■ Directive
Please convert every line of the listing into a Markdown table with the columns Row and Line, numbering the rows and leaving out blank lines.

■ Excerpts of annotation records
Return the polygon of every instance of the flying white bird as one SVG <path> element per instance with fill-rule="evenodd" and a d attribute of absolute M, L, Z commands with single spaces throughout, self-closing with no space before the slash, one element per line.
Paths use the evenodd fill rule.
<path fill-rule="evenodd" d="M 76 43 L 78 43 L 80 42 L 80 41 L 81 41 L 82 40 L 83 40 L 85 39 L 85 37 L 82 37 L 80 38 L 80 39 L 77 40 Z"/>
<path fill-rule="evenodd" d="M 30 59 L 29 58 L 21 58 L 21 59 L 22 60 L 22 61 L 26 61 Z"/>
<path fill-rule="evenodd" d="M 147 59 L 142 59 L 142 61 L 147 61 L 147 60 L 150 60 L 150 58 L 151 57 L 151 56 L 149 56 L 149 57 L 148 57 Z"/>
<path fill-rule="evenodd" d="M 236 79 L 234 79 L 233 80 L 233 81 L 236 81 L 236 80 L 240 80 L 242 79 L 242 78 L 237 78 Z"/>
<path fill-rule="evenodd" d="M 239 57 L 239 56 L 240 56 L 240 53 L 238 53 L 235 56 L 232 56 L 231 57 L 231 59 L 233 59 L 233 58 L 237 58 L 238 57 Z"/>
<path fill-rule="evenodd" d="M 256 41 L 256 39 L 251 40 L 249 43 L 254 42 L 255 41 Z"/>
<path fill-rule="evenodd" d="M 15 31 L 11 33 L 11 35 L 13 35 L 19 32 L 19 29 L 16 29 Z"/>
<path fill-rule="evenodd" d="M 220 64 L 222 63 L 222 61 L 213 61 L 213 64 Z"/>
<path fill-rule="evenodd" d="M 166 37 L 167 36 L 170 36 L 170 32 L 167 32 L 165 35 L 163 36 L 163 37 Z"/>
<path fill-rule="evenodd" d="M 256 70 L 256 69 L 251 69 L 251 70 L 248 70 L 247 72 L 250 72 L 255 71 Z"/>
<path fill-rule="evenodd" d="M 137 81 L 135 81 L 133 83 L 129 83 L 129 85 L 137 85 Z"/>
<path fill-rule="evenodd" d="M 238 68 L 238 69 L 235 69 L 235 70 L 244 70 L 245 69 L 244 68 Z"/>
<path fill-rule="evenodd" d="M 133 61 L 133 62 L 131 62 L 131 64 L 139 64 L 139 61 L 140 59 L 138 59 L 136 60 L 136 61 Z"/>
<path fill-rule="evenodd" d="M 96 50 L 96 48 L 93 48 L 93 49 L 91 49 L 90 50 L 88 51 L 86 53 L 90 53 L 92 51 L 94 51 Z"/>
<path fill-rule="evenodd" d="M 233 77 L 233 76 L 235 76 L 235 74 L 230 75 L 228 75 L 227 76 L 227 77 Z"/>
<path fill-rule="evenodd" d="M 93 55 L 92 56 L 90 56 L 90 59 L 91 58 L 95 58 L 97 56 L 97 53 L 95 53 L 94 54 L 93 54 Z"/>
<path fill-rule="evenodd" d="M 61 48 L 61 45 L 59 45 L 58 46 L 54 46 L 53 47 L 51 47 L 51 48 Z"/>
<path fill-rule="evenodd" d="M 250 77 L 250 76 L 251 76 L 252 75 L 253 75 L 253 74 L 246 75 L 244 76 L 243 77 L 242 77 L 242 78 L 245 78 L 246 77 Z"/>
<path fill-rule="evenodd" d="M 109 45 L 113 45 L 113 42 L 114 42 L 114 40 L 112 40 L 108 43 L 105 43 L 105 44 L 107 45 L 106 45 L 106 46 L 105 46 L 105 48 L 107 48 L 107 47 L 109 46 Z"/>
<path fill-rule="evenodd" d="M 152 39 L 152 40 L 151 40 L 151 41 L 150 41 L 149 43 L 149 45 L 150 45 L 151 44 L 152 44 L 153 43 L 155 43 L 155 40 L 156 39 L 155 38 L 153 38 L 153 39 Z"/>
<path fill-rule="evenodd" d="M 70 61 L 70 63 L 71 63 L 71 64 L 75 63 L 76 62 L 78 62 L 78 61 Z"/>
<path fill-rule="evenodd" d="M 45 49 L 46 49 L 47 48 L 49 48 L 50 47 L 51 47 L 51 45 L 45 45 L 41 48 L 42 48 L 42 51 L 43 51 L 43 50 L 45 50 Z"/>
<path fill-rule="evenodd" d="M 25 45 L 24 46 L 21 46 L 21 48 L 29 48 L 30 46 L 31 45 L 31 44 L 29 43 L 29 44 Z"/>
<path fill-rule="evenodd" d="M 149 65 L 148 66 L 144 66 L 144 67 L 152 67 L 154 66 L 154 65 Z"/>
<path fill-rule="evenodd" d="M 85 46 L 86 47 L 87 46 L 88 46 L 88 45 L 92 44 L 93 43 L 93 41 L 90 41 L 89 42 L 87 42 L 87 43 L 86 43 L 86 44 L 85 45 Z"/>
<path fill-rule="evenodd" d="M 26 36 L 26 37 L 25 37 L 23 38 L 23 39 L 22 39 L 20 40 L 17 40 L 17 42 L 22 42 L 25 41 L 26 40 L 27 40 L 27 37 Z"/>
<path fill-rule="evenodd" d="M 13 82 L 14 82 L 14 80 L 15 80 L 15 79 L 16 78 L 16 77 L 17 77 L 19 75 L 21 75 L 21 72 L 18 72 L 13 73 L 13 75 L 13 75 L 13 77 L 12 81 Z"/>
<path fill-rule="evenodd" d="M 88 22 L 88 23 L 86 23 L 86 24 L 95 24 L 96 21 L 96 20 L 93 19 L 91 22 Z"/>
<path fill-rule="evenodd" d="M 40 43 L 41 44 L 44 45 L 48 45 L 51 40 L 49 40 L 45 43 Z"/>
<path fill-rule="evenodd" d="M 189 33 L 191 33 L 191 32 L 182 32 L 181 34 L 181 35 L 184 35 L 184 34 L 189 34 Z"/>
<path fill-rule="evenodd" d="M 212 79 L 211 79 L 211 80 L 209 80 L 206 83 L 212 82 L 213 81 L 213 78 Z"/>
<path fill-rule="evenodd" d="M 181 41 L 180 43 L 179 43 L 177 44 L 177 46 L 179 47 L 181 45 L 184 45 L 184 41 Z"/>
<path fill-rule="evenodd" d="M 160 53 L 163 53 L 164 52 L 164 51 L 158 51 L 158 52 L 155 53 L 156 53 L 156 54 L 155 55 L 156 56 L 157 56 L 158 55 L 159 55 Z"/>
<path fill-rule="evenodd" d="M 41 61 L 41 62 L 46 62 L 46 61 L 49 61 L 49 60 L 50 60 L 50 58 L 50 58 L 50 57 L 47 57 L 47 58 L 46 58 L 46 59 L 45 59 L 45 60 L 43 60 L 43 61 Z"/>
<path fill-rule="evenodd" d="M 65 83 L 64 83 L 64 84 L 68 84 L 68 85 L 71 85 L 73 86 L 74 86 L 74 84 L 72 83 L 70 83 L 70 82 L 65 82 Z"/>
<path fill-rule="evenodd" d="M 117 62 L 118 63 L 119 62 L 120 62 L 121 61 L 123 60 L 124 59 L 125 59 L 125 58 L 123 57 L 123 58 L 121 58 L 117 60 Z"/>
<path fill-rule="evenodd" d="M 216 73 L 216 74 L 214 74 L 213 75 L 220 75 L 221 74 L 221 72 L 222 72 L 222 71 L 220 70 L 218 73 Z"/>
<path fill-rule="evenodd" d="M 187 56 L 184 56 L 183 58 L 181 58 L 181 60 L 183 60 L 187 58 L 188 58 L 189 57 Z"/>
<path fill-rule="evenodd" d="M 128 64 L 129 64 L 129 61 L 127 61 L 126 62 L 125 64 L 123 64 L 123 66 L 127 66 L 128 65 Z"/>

■ Expected answer
| Row | Line |
|---|---|
| 1 | Return the polygon of every instance of the flying white bird as one SVG <path> element per instance with fill-rule="evenodd" and a d attribute of absolute M, L, Z commands with single spaces throughout, self-closing with no space before the slash, one element per line. |
| 2 | Paths use the evenodd fill rule. |
| 3 | <path fill-rule="evenodd" d="M 76 43 L 78 43 L 80 42 L 80 41 L 81 41 L 82 40 L 83 40 L 85 39 L 85 37 L 82 37 L 80 38 L 80 39 L 77 40 Z"/> |
| 4 | <path fill-rule="evenodd" d="M 30 59 L 29 58 L 21 58 L 21 59 L 22 60 L 22 61 L 26 61 Z"/> |
| 5 | <path fill-rule="evenodd" d="M 147 59 L 142 59 L 142 61 L 147 61 L 147 60 L 150 60 L 150 58 L 151 57 L 151 56 L 149 56 L 149 57 L 148 57 Z"/> |
| 6 | <path fill-rule="evenodd" d="M 236 79 L 234 79 L 233 80 L 233 81 L 236 81 L 236 80 L 240 80 L 242 79 L 242 78 L 237 78 Z"/> |
| 7 | <path fill-rule="evenodd" d="M 239 57 L 239 56 L 240 56 L 240 53 L 238 53 L 235 56 L 232 56 L 231 57 L 231 59 L 233 59 L 233 58 L 237 58 L 238 57 Z"/> |
| 8 | <path fill-rule="evenodd" d="M 256 41 L 256 39 L 251 40 L 249 43 L 254 42 L 255 41 Z"/> |
| 9 | <path fill-rule="evenodd" d="M 15 31 L 11 33 L 11 35 L 13 35 L 19 32 L 19 29 L 16 29 Z"/> |
| 10 | <path fill-rule="evenodd" d="M 220 64 L 222 63 L 222 61 L 213 61 L 213 64 Z"/> |
| 11 | <path fill-rule="evenodd" d="M 166 37 L 167 36 L 170 36 L 170 32 L 167 32 L 165 35 L 163 36 L 163 37 Z"/> |
| 12 | <path fill-rule="evenodd" d="M 256 70 L 256 69 L 251 69 L 251 70 L 248 70 L 247 72 L 250 72 L 255 71 Z"/> |
| 13 | <path fill-rule="evenodd" d="M 137 81 L 135 81 L 133 83 L 129 83 L 129 85 L 137 85 Z"/> |
| 14 | <path fill-rule="evenodd" d="M 238 68 L 238 69 L 235 69 L 235 70 L 244 70 L 245 69 L 244 68 Z"/> |
| 15 | <path fill-rule="evenodd" d="M 133 61 L 133 62 L 131 62 L 131 64 L 139 64 L 139 61 L 140 59 L 138 59 L 136 60 L 136 61 Z"/> |
| 16 | <path fill-rule="evenodd" d="M 96 50 L 96 48 L 93 48 L 93 49 L 91 49 L 90 50 L 88 51 L 86 53 L 90 53 L 92 51 L 94 51 Z"/> |
| 17 | <path fill-rule="evenodd" d="M 233 77 L 233 76 L 235 76 L 235 74 L 230 75 L 228 75 L 227 76 L 227 77 Z"/> |
| 18 | <path fill-rule="evenodd" d="M 93 55 L 92 56 L 90 56 L 90 59 L 91 58 L 95 58 L 97 56 L 97 53 L 95 53 L 94 54 L 93 54 Z"/> |
| 19 | <path fill-rule="evenodd" d="M 61 48 L 61 45 L 59 45 L 58 46 L 54 46 L 53 47 L 51 47 L 51 48 Z"/> |
| 20 | <path fill-rule="evenodd" d="M 250 77 L 250 76 L 251 76 L 252 75 L 253 75 L 253 74 L 246 75 L 244 76 L 243 77 L 242 77 L 242 78 L 245 78 L 246 77 Z"/> |
| 21 | <path fill-rule="evenodd" d="M 109 45 L 113 45 L 113 42 L 114 42 L 114 40 L 112 40 L 108 43 L 105 43 L 105 44 L 107 45 L 106 45 L 106 46 L 105 46 L 105 48 L 107 48 L 107 47 L 109 46 Z"/> |
| 22 | <path fill-rule="evenodd" d="M 152 39 L 152 40 L 151 40 L 151 41 L 150 41 L 149 43 L 149 45 L 150 45 L 151 44 L 152 44 L 153 43 L 155 43 L 155 40 L 156 39 L 155 38 L 153 38 L 153 39 Z"/> |
| 23 | <path fill-rule="evenodd" d="M 70 61 L 70 63 L 71 63 L 71 64 L 75 63 L 76 62 L 78 62 L 78 61 Z"/> |
| 24 | <path fill-rule="evenodd" d="M 45 49 L 46 49 L 47 48 L 49 48 L 50 47 L 51 47 L 51 45 L 45 45 L 41 48 L 42 48 L 42 51 L 43 51 L 43 50 L 45 50 Z"/> |
| 25 | <path fill-rule="evenodd" d="M 25 45 L 24 46 L 21 46 L 21 48 L 29 48 L 30 46 L 31 45 L 31 44 L 29 43 L 29 44 Z"/> |
| 26 | <path fill-rule="evenodd" d="M 149 65 L 148 66 L 144 66 L 144 67 L 152 67 L 154 66 L 154 65 Z"/> |
| 27 | <path fill-rule="evenodd" d="M 85 46 L 86 47 L 87 46 L 88 46 L 88 45 L 92 44 L 93 43 L 93 41 L 90 41 L 89 42 L 87 42 L 87 43 L 86 43 L 86 44 L 85 45 Z"/> |
| 28 | <path fill-rule="evenodd" d="M 26 36 L 26 37 L 25 37 L 23 38 L 23 39 L 22 39 L 20 40 L 17 40 L 17 42 L 22 42 L 25 41 L 26 40 L 27 40 L 27 37 Z"/> |
| 29 | <path fill-rule="evenodd" d="M 13 82 L 14 82 L 14 80 L 15 80 L 15 79 L 16 78 L 16 77 L 17 77 L 19 75 L 21 75 L 21 72 L 18 72 L 13 73 L 13 75 L 13 75 L 13 77 L 12 81 Z"/> |
| 30 | <path fill-rule="evenodd" d="M 88 22 L 88 23 L 86 23 L 86 24 L 95 24 L 96 21 L 96 20 L 93 19 L 91 22 Z"/> |
| 31 | <path fill-rule="evenodd" d="M 40 43 L 41 44 L 44 45 L 48 45 L 51 40 L 49 40 L 45 43 Z"/> |
| 32 | <path fill-rule="evenodd" d="M 189 33 L 191 33 L 191 32 L 182 32 L 181 34 L 181 35 L 184 35 L 184 34 L 189 34 Z"/> |
| 33 | <path fill-rule="evenodd" d="M 212 79 L 211 79 L 211 80 L 209 80 L 206 83 L 212 82 L 213 81 L 213 78 Z"/> |
| 34 | <path fill-rule="evenodd" d="M 181 41 L 180 43 L 179 43 L 177 44 L 177 46 L 179 47 L 181 45 L 184 45 L 184 41 Z"/> |
| 35 | <path fill-rule="evenodd" d="M 160 53 L 163 53 L 164 52 L 164 51 L 158 51 L 158 52 L 155 53 L 156 53 L 156 54 L 155 55 L 156 56 L 157 56 L 158 55 L 159 55 Z"/> |
| 36 | <path fill-rule="evenodd" d="M 41 61 L 41 62 L 46 62 L 46 61 L 49 61 L 49 60 L 50 60 L 50 58 L 50 58 L 50 57 L 47 57 L 47 58 L 46 58 L 46 59 L 45 59 L 45 60 L 43 60 L 43 61 Z"/> |
| 37 | <path fill-rule="evenodd" d="M 65 83 L 64 83 L 64 84 L 68 84 L 68 85 L 71 85 L 73 86 L 74 86 L 74 84 L 72 83 L 70 83 L 70 82 L 65 82 Z"/> |
| 38 | <path fill-rule="evenodd" d="M 117 62 L 118 63 L 119 62 L 120 62 L 121 61 L 123 60 L 124 59 L 125 59 L 125 58 L 123 57 L 123 58 L 121 58 L 117 60 Z"/> |
| 39 | <path fill-rule="evenodd" d="M 216 73 L 216 74 L 214 74 L 213 75 L 220 75 L 221 74 L 221 72 L 222 72 L 222 71 L 220 70 L 218 73 Z"/> |
| 40 | <path fill-rule="evenodd" d="M 187 56 L 184 56 L 183 58 L 181 58 L 181 60 L 183 60 L 187 58 L 188 58 L 189 57 Z"/> |
| 41 | <path fill-rule="evenodd" d="M 128 64 L 129 64 L 129 61 L 127 61 L 126 62 L 125 64 L 123 64 L 123 66 L 127 66 L 128 65 Z"/> |